Data records:
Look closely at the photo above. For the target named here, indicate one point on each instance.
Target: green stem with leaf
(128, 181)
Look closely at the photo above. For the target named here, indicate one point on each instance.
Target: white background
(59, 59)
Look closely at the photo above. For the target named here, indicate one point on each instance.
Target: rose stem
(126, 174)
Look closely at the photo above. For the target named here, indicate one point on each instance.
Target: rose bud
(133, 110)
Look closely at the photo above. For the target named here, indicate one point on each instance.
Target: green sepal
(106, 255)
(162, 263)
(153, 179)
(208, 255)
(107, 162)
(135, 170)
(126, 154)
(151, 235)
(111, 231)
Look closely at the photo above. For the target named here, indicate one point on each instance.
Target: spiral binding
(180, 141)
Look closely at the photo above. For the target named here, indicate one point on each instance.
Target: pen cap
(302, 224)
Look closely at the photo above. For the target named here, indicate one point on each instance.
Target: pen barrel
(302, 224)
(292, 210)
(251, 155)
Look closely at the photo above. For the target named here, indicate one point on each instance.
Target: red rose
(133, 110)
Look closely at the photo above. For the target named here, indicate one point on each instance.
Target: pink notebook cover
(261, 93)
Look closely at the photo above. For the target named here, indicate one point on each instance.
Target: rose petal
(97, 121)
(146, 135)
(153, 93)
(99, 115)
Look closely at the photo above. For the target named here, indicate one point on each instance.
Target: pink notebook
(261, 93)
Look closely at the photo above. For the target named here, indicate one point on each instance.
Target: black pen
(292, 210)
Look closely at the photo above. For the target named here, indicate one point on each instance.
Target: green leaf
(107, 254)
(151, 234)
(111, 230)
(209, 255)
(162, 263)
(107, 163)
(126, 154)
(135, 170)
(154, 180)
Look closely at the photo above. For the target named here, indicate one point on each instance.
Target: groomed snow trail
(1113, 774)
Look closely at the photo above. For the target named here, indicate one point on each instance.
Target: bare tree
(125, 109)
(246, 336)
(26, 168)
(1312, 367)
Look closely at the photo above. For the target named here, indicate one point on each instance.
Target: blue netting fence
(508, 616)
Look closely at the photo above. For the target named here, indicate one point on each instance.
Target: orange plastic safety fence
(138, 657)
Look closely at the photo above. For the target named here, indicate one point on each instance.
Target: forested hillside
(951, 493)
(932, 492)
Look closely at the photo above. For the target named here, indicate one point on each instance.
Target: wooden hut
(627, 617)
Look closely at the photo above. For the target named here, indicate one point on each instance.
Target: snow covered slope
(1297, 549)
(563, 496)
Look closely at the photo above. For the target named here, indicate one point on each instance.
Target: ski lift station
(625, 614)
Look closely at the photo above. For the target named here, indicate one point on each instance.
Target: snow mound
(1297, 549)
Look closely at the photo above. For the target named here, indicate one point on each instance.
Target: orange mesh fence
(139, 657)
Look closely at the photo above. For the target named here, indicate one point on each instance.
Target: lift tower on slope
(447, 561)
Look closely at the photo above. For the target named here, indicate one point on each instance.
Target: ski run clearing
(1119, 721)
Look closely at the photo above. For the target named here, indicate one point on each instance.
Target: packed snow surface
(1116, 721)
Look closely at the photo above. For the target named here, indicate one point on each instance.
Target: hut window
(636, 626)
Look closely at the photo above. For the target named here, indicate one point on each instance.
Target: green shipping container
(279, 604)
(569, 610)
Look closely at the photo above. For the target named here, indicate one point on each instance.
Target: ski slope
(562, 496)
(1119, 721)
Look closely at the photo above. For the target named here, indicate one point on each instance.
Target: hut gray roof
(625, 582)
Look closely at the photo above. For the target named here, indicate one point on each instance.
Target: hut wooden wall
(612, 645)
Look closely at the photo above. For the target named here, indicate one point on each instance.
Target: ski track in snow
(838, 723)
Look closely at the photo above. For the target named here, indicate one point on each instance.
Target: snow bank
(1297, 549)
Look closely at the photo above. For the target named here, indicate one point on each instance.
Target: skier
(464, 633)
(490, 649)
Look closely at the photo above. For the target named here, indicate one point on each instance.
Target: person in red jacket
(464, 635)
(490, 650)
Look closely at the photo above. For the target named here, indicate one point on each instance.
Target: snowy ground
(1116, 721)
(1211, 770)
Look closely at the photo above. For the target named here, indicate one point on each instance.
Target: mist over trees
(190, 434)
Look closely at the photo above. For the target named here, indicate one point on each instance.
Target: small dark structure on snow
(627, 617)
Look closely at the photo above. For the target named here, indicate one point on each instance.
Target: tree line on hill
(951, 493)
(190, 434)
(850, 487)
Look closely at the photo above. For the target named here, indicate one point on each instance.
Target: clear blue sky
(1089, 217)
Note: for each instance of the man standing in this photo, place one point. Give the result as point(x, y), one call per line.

About this exercise: Reproduce the entries in full, exactly as written.

Solution to this problem:
Look closely at the photo above. For the target named here, indicate one point on each instance.
Target: green stem with leaf
(128, 181)
Look closely at the photo above. For the target named here, indicate one point on each instance.
Target: white background
(59, 59)
Look closely at the photo above. For the target named here, indicate one point on each instance.
Target: rose stem
(126, 174)
Look closely at the photo above. For the target named here, indicate one point on each instance.
Target: rose bud
(133, 110)
Look closely at the photo above. For the target named here, indicate one point on each instance.
Target: green sepal
(106, 255)
(162, 263)
(153, 179)
(208, 255)
(107, 162)
(135, 170)
(126, 154)
(151, 235)
(111, 231)
Look closely at the photo above. For the target named here, indicate one point on each instance.
Target: spiral binding
(180, 141)
Look closely at the photo above. For the target named here, indicate one point on each instance.
Target: pen cap
(302, 224)
Look closely at the photo above. For the target named here, indicate one point on each instance.
Target: pen barrel
(302, 224)
(292, 210)
(251, 155)
Look closely at the photo above. For the target named here, indicate one point on each instance.
Target: red rose
(133, 110)
Look closely at the photo above. For the target named here, indicate one point on each instance.
Target: pink notebook cover
(261, 93)
Look closely at the photo above. For the target named here, indicate one point on each instance.
Target: rose petal
(97, 121)
(146, 135)
(153, 93)
(99, 115)
Look closely at the photo above. For the target named here, indicate one point on each instance.
Target: pink notebook
(261, 93)
Look closely at the photo above. For the target named here, indicate one point on each instance.
Target: black pen
(292, 210)
Look closely at the photo above. For the target named here, indicate one point on each instance.
Target: green leaf
(107, 254)
(151, 234)
(111, 230)
(209, 255)
(162, 263)
(107, 163)
(126, 154)
(135, 170)
(154, 180)
Look closely at the photo above. For the target named here, indicate one point on each instance.
Target: groomed snow trail
(1113, 774)
Look closely at the photo above. For the target named here, indicate one point on each instance.
Target: bare tree
(125, 109)
(246, 336)
(26, 168)
(1312, 367)
Look closely at the photo above. For the target named here, indicate one point on each instance.
Target: blue netting fence
(508, 616)
Look closely at the photo above. For the target named here, indicate one point on each instance.
Target: orange plastic safety fence
(138, 657)
Look closely at the photo above. For the target named here, indicate one point on each instance.
Target: forested hillside
(951, 493)
(932, 492)
Look closely at the photo above. For the target named here, indicate one point on each instance.
Target: wooden hut
(627, 617)
Look closely at the photo above. For the target named here, indicate one point on each instance.
Target: snow covered slope
(1297, 549)
(563, 496)
Look closely at the photo above. For the target named here, indicate one point on each instance.
Target: ski lift station
(625, 614)
Look closely at the photo above. For the target named here, indicate one point on each instance.
Target: snow mound
(1297, 549)
Look closely at the photo above. For the target named here, indicate one point on each instance.
Target: orange mesh fence
(139, 657)
Look closely at the photo above. For the target named here, indicate one point on each instance.
Target: lift tower on slope
(447, 561)
Look closely at the photo above. For the target named here, indicate one point on each instance.
Target: ski run clearing
(1119, 721)
Look closely at the photo above. For the target named here, indicate one point on each instance.
Target: packed snow surface
(1116, 721)
Look closely at the photo above. For the target named here, indicate one point on each instance.
Target: hut window
(636, 626)
Look closely at the photo above. For the target named here, indicate one point on each instance.
Target: green shipping container
(279, 604)
(569, 610)
Look closely at the photo above. For the target named here, indicate one point on each instance.
Target: ski slope
(562, 496)
(1119, 721)
Look closely at the photo above. For the target named here, indicate one point on each instance.
Target: hut gray roof
(625, 582)
Look closely at the photo above. For the target named here, indicate one point on each instance.
Target: hut wooden wall
(612, 645)
Look closely at the photo above. For the target named here, indicate one point on each instance.
Target: ski track in snow
(838, 723)
Look closely at the photo above. For the target named here, indicate one point on each instance.
Target: snow bank
(1297, 549)
Look closely at the photo above. For the target named here, indicate one point on each instance.
Target: skier
(464, 633)
(490, 649)
Look closely at the photo above. For the target named here, indicate one point on each instance.
Target: person in red jacket
(464, 635)
(490, 650)
Look closely at the photo above. For the target named here, indicate one point on each instance.
Target: snowy ground
(1116, 721)
(1211, 770)
Look closely at the photo above. For the target named here, indicate one point on each instance.
Target: mist over trees
(190, 434)
Look closely at the photo above. For the target named here, indicate one point on each instance.
Target: small dark structure on snow
(627, 617)
Look closely at the photo above. For the target named here, indicate one point on each instance.
Target: tree line on hill
(951, 493)
(190, 434)
(850, 487)
Look closely at the photo above. For the target named here, indicate one point on each instance.
Target: clear blue sky
(1089, 217)
Note: for each instance of the man standing in this photo, place one point. Give the result as point(x, y), one call per line.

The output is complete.